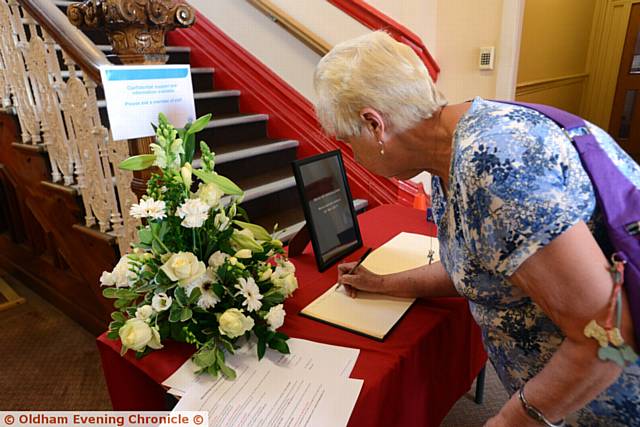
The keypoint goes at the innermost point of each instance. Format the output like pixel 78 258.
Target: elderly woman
pixel 520 235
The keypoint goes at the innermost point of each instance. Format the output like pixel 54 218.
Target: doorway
pixel 624 124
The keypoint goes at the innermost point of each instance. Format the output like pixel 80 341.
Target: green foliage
pixel 137 163
pixel 224 183
pixel 194 304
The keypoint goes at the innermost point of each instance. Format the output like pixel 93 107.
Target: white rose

_Try it_
From the first line to the last, write out the data exactly, dropping any pictures.

_Expected answer_
The keypoint goes at the innermost point of each instance. Format the output like pixel 78 258.
Target: elderly woman
pixel 520 235
The keypoint goes at the innermost point of each instance. Format the output like pixel 54 218.
Target: doorway
pixel 624 124
The keypoint goes at the innermost point of each instance. Format the output like pixel 80 341.
Target: green foliage
pixel 137 163
pixel 224 183
pixel 194 304
The keypoint goes at the innermost point of each instance. Format the output like pixel 93 107.
Target: white rose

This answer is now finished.